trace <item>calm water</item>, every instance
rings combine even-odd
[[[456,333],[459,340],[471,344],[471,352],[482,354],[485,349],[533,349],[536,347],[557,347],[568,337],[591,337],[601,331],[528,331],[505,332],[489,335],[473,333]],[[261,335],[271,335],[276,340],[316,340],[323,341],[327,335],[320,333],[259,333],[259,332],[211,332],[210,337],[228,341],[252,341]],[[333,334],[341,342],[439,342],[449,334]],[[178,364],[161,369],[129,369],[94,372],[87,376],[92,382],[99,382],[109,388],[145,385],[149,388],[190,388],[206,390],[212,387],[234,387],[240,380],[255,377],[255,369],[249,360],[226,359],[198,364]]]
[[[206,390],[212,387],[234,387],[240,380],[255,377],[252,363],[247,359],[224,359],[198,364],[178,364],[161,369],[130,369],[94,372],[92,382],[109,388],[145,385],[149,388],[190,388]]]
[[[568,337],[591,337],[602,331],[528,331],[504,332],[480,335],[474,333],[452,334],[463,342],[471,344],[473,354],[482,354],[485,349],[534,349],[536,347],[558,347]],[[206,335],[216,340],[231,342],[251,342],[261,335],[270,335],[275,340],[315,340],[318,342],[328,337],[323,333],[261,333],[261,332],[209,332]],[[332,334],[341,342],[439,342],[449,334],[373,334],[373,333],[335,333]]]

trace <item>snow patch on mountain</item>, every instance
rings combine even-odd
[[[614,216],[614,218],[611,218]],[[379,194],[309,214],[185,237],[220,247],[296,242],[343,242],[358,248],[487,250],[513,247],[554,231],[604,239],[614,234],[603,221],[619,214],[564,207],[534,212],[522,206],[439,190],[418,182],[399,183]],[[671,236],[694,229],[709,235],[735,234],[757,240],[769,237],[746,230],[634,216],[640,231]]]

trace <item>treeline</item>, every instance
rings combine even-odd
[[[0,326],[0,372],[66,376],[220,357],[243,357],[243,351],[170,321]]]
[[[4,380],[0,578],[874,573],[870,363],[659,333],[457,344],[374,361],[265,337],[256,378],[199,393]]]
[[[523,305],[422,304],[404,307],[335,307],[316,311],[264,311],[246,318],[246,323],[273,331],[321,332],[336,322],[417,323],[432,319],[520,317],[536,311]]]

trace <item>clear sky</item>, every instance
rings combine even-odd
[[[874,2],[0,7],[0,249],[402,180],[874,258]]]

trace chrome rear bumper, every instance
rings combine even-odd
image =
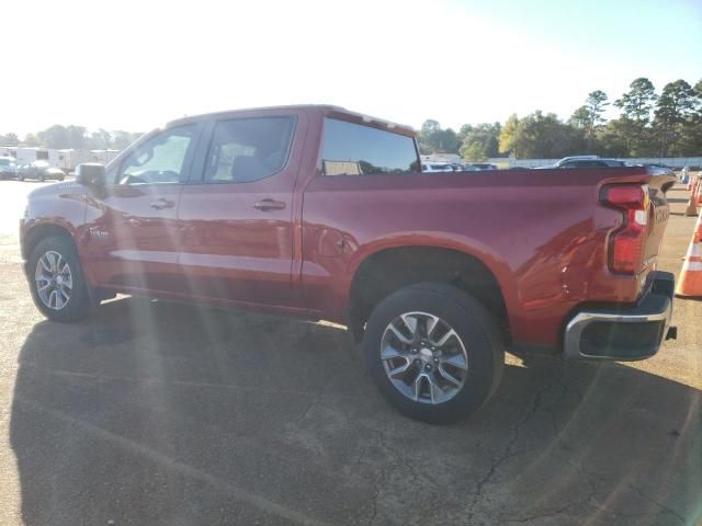
[[[668,335],[673,293],[675,276],[656,272],[650,289],[633,308],[577,313],[566,325],[564,356],[614,361],[649,358]]]

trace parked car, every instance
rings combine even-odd
[[[619,159],[602,159],[597,156],[575,156],[565,157],[555,164],[548,164],[546,167],[536,167],[540,169],[554,169],[554,168],[608,168],[608,167],[629,167],[626,161],[620,161]]]
[[[426,161],[421,163],[421,171],[424,173],[432,172],[454,172],[455,168],[449,162],[430,162]]]
[[[0,157],[0,179],[14,178],[16,162],[14,157]]]
[[[472,162],[467,167],[468,170],[498,170],[496,164],[490,164],[489,162]]]
[[[410,128],[287,106],[180,118],[77,172],[21,221],[52,320],[116,293],[330,320],[429,422],[480,408],[506,347],[634,361],[675,334],[656,264],[676,179],[643,167],[437,178]]]
[[[46,181],[53,179],[56,181],[63,181],[66,174],[58,168],[53,168],[47,161],[34,161],[29,164],[22,164],[16,168],[18,181],[24,181],[25,179],[36,179],[38,181]]]

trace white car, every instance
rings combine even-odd
[[[424,172],[424,173],[453,172],[454,169],[448,162],[424,161],[424,162],[421,163],[421,171]]]

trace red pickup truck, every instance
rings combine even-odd
[[[22,255],[56,321],[126,293],[343,323],[390,403],[448,422],[487,401],[506,348],[658,351],[673,181],[645,168],[421,173],[400,125],[335,106],[215,113],[34,191]]]

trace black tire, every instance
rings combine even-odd
[[[467,371],[462,388],[442,403],[423,403],[403,395],[385,374],[381,342],[388,324],[403,313],[427,312],[444,320],[463,341]],[[367,366],[385,399],[403,414],[430,423],[464,420],[497,389],[505,368],[505,344],[492,316],[468,294],[441,283],[409,285],[381,301],[363,339]]]
[[[60,254],[64,261],[68,264],[70,275],[72,277],[72,289],[70,291],[70,296],[66,301],[66,305],[58,310],[44,304],[39,297],[37,283],[34,278],[39,258],[48,251]],[[86,283],[80,260],[76,252],[76,245],[70,238],[50,237],[39,241],[30,256],[27,279],[30,282],[30,289],[32,291],[34,305],[36,305],[36,308],[39,309],[49,320],[61,322],[77,321],[86,318],[90,313],[92,304],[88,290],[88,284]]]

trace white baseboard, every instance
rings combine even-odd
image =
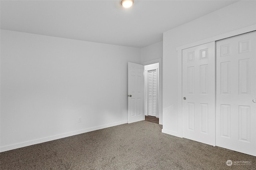
[[[180,134],[175,132],[173,132],[171,130],[169,130],[166,129],[162,129],[162,133],[166,133],[166,134],[170,134],[172,136],[175,136],[179,137],[180,138],[182,138],[182,136]]]
[[[110,123],[110,124],[99,126],[98,127],[93,127],[92,128],[80,130],[79,130],[71,132],[69,132],[68,133],[64,133],[62,134],[57,134],[56,135],[46,137],[46,138],[35,139],[34,140],[24,142],[21,143],[17,143],[8,146],[1,146],[0,147],[0,152],[7,151],[8,150],[12,150],[13,149],[17,149],[18,148],[20,148],[25,146],[28,146],[32,145],[33,144],[38,144],[44,142],[48,142],[51,140],[59,139],[61,138],[66,138],[66,137],[70,136],[71,136],[76,135],[77,134],[81,134],[82,133],[86,133],[86,132],[91,132],[92,131],[114,127],[115,126],[117,126],[125,123],[127,123],[127,121],[116,122],[113,123]]]

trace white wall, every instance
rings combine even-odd
[[[158,63],[159,66],[159,124],[163,124],[162,114],[162,58],[163,42],[160,42],[140,49],[140,63],[144,65]]]
[[[164,33],[163,130],[182,135],[178,123],[178,47],[256,24],[256,1],[241,1]]]
[[[140,63],[143,63],[163,57],[163,42],[140,49]]]
[[[1,30],[1,151],[127,123],[128,62],[140,54]]]

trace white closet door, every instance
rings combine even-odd
[[[157,77],[156,70],[148,71],[148,115],[156,116]]]
[[[183,136],[212,146],[215,145],[215,57],[214,42],[182,50]]]
[[[216,145],[256,156],[256,32],[217,42]],[[256,101],[254,101],[255,102]]]

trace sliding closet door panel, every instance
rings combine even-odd
[[[183,136],[215,145],[215,42],[182,50]]]
[[[216,43],[216,145],[254,156],[256,42],[254,32]]]

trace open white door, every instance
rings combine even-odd
[[[182,50],[183,137],[215,145],[215,42]]]
[[[128,63],[128,123],[144,119],[143,65]]]
[[[216,46],[216,145],[256,156],[256,32]]]

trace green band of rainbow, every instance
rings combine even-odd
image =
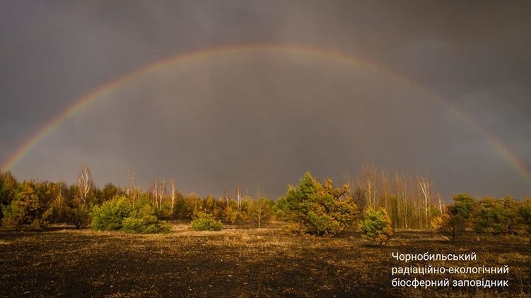
[[[97,89],[92,90],[88,94],[77,100],[73,105],[62,111],[57,117],[52,119],[49,122],[33,133],[32,136],[25,141],[13,155],[4,161],[1,168],[4,170],[11,170],[21,162],[21,160],[31,152],[39,142],[52,131],[55,130],[61,125],[61,124],[64,122],[65,120],[73,117],[93,102],[103,97],[103,95],[110,93],[117,88],[119,88],[128,83],[132,82],[134,79],[160,71],[166,67],[170,67],[171,66],[187,61],[197,61],[201,58],[259,50],[278,52],[281,54],[309,55],[322,59],[327,59],[330,61],[363,67],[363,68],[370,70],[376,73],[396,80],[412,90],[426,95],[431,100],[445,107],[453,114],[457,117],[465,124],[480,133],[496,149],[500,155],[508,162],[508,163],[527,183],[531,184],[531,172],[523,165],[518,158],[517,158],[515,154],[513,153],[513,152],[496,136],[489,133],[486,129],[480,126],[477,121],[468,117],[464,112],[459,109],[450,102],[445,100],[438,95],[431,92],[418,83],[412,81],[402,76],[399,76],[387,68],[375,65],[370,61],[348,55],[340,52],[308,47],[269,44],[235,44],[202,49],[185,54],[179,54],[176,56],[164,59],[137,68],[134,71],[118,78],[107,84],[100,86]]]

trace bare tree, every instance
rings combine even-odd
[[[238,212],[241,211],[242,201],[243,201],[243,196],[242,195],[241,186],[236,187],[236,204],[238,206]]]
[[[228,206],[228,203],[231,201],[231,193],[229,193],[228,190],[227,189],[223,191],[223,198],[227,203],[227,206]]]
[[[79,199],[83,206],[88,204],[89,194],[94,189],[94,181],[92,179],[91,169],[86,164],[83,164],[81,171],[78,175],[78,186],[79,186]]]
[[[162,204],[165,198],[165,190],[166,187],[164,180],[161,182],[158,182],[158,179],[155,178],[151,182],[151,198],[155,201],[155,204],[157,206],[158,210],[161,210]]]
[[[361,168],[361,189],[365,191],[368,208],[376,206],[378,173],[374,165],[363,165]]]
[[[424,199],[424,225],[426,227],[429,224],[429,208],[431,196],[431,189],[429,181],[424,177],[418,178],[419,187],[421,189],[423,198]]]
[[[175,206],[175,201],[177,200],[177,191],[175,189],[175,181],[170,180],[170,206],[171,208],[171,215],[173,217],[173,209]]]
[[[134,180],[134,171],[127,171],[127,179],[129,180],[129,185],[125,188],[125,195],[129,198],[134,204],[135,202],[136,202],[139,193],[140,192]]]

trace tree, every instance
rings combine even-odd
[[[173,218],[175,203],[177,202],[177,198],[180,196],[180,193],[179,193],[179,191],[175,188],[175,180],[170,180],[170,189],[168,191],[170,195],[170,212],[171,213],[170,217]]]
[[[79,186],[78,198],[80,205],[88,206],[91,202],[91,195],[95,188],[94,181],[92,179],[91,169],[86,164],[81,165],[81,170],[78,174],[78,186]]]
[[[391,219],[384,208],[378,210],[369,208],[360,227],[365,240],[380,246],[387,244],[392,236]]]
[[[23,183],[15,199],[3,208],[2,224],[11,228],[25,226],[28,230],[42,230],[48,224],[49,197],[47,182],[27,180]]]
[[[197,218],[192,221],[192,228],[196,231],[221,231],[223,225],[219,220],[212,217],[211,214],[199,212]]]
[[[296,187],[288,186],[278,202],[281,215],[297,225],[301,233],[334,235],[354,222],[357,208],[349,184],[335,188],[332,179],[325,185],[305,173]]]
[[[92,228],[96,230],[122,230],[128,233],[170,232],[171,226],[157,220],[148,201],[133,204],[124,196],[117,196],[94,208]]]
[[[448,207],[448,213],[437,216],[431,222],[434,230],[453,242],[465,232],[476,209],[474,198],[468,193],[456,194],[453,199],[454,203]]]
[[[18,182],[11,172],[0,171],[0,210],[11,203],[18,189]],[[3,217],[3,213],[0,212],[0,220]]]
[[[154,179],[151,182],[151,198],[155,202],[157,207],[157,211],[161,211],[163,203],[165,199],[166,186],[164,180],[158,182],[158,179]]]
[[[262,227],[262,225],[269,222],[273,217],[273,206],[274,202],[264,198],[259,198],[252,200],[249,205],[249,217],[258,227]]]

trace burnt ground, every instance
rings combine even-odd
[[[529,297],[531,245],[469,234],[456,243],[399,232],[385,247],[358,233],[326,238],[278,228],[159,235],[0,231],[0,297]],[[474,261],[408,262],[392,253],[469,254]],[[509,266],[508,274],[391,275],[393,266]],[[393,287],[391,280],[508,280],[508,287]]]

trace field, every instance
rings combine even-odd
[[[509,241],[512,240],[512,241]],[[399,254],[469,254],[476,261],[397,261]],[[356,232],[335,238],[280,229],[167,234],[57,230],[0,231],[1,297],[529,297],[531,245],[469,234],[451,243],[398,232],[385,247]],[[392,275],[392,267],[509,266],[508,274]],[[393,287],[402,280],[508,280],[508,287]]]

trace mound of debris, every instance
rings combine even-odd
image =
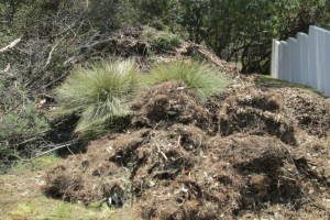
[[[278,96],[258,90],[227,98],[219,112],[219,131],[226,136],[234,133],[270,134],[284,143],[296,144],[294,127],[280,116]]]
[[[327,142],[296,142],[280,94],[219,97],[219,106],[201,105],[178,81],[147,89],[132,103],[130,131],[94,141],[50,170],[44,191],[133,205],[147,220],[328,219]]]
[[[134,127],[161,128],[175,123],[207,130],[210,113],[198,103],[194,90],[180,81],[166,81],[147,89],[132,103]]]
[[[324,138],[330,135],[330,105],[324,98],[302,89],[280,88],[283,110],[293,123],[310,135]]]

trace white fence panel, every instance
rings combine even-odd
[[[330,96],[330,31],[310,26],[309,34],[273,41],[272,76],[310,86]]]

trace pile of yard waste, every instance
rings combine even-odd
[[[147,220],[330,218],[330,105],[319,95],[246,82],[200,102],[167,81],[131,109],[125,133],[48,170],[45,194]]]

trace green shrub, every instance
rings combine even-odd
[[[80,117],[76,132],[98,132],[108,125],[119,127],[129,114],[128,102],[139,87],[132,61],[106,62],[90,68],[76,68],[55,90],[59,114]]]
[[[33,103],[0,113],[0,169],[11,160],[34,155],[44,144],[43,134],[48,129],[43,113]]]
[[[221,76],[217,69],[193,61],[163,63],[151,70],[148,85],[167,80],[184,81],[188,87],[196,90],[201,100],[206,100],[228,85],[228,79]]]
[[[144,29],[144,35],[154,52],[173,52],[182,44],[178,35],[153,28]]]

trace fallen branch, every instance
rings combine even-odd
[[[3,48],[0,48],[0,53],[4,53],[10,48],[13,48],[15,45],[18,45],[21,42],[22,38],[16,38],[15,41],[11,42],[9,45],[4,46]]]
[[[10,64],[7,64],[6,69],[1,70],[0,73],[7,73],[10,69]]]
[[[57,150],[59,150],[59,148],[64,148],[64,147],[72,146],[72,145],[75,144],[75,143],[76,143],[76,141],[72,141],[72,142],[68,142],[68,143],[66,143],[66,144],[57,145],[56,147],[54,147],[54,148],[52,148],[52,150],[50,150],[50,151],[43,152],[43,153],[41,153],[41,154],[37,154],[37,155],[36,155],[34,158],[32,158],[32,160],[35,160],[35,158],[37,158],[37,157],[41,157],[41,156],[43,156],[43,155],[46,155],[46,154],[52,153],[52,152],[54,152],[54,151],[57,151]]]

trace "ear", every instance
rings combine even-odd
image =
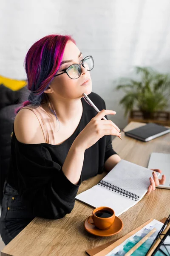
[[[51,93],[53,92],[53,90],[50,86],[48,86],[47,90],[44,91],[44,93]]]

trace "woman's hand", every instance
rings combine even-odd
[[[93,118],[76,138],[74,143],[84,150],[94,145],[105,135],[120,137],[120,129],[110,120],[101,120],[106,115],[115,115],[113,110],[103,109]]]
[[[149,186],[149,187],[147,189],[147,192],[146,193],[147,195],[149,195],[149,194],[150,194],[152,190],[155,190],[156,187],[157,186],[164,184],[166,180],[165,175],[163,175],[162,176],[162,178],[161,179],[158,178],[156,172],[161,173],[162,172],[161,171],[161,170],[159,170],[159,169],[150,169],[154,171],[154,172],[153,172],[152,173],[153,178],[153,177],[150,177],[150,185]]]

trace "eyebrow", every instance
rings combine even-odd
[[[80,56],[82,55],[82,52],[80,52],[78,58],[79,58]],[[68,61],[63,61],[61,62],[60,66],[61,66],[62,64],[64,63],[66,63],[66,62],[71,62],[71,61],[73,61],[73,60],[68,60]]]

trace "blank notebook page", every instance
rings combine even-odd
[[[122,160],[102,180],[140,196],[140,200],[147,191],[150,184],[149,177],[152,176],[152,172],[149,169]],[[110,207],[113,209],[116,216],[139,201],[98,184],[79,194],[76,199],[95,208]]]
[[[150,185],[149,178],[153,171],[122,160],[104,177],[103,180],[125,190],[142,196]]]

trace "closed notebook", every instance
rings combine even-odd
[[[122,160],[98,184],[76,195],[76,199],[95,208],[110,207],[119,216],[144,197],[153,172]]]
[[[150,123],[125,132],[127,136],[145,142],[170,132],[170,129],[162,125]]]

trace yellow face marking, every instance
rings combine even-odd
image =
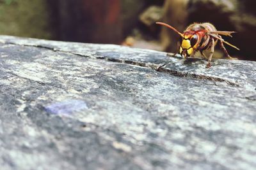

> TRAVAIL DEMANDÉ
Sélectionne dans les enregistrements toutes les lignes contenant la chaîne « closet » et recopie-les. La casse compte.

> RÉPONSE COMPLÈTE
trace white closet door, every instance
trace sliding closet door panel, every instance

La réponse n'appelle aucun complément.